You can see this in some of the other games they’ve released adapting oddly-specific video game properties like Bandai’s Ni no Kuni II, which I’ll be covering here at a later date.
Back in March, Resident Evil celebrated its 25th anniversary – reminding me that I am, indeed, an actual mummy – and so I decided it was high time for me to crack open my copy of Resident Evil 2: The Board Game and see how it stacked up against my memories of (mostly watching other people play, honestly, as I was never any good at the RE series) the real thing.
And the answer is, at least at first blush, pretty well. Bearing in mind that it has been a minute since I last played a Resident Evil game, and I never played any of them all that much, there are still a lot of obvious similarities at work here.
Around the same time as I was working on this column, friend and fellow writer William Tea was having a Facebook conversation in which he argued that the early “tank” controls of the Resident Evil games (since I’m writing this for Unwinnable, I’ll assume that I don’t have to explain any further than that) were “effective at inducing panic,” and I would say the board game’s mechanics often have that same ability.

◆ Data excerpt:
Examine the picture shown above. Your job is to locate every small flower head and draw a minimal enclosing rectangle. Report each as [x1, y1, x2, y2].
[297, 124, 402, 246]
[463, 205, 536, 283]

◆ Required work:
In the text about Resident Evil 2: The Board Game, translate this sentence into Spanish: "And the answer is, at least at first blush, pretty well."

◆ Response to this task:
Y la respuesta es, al menos a primera vista, bastante bien.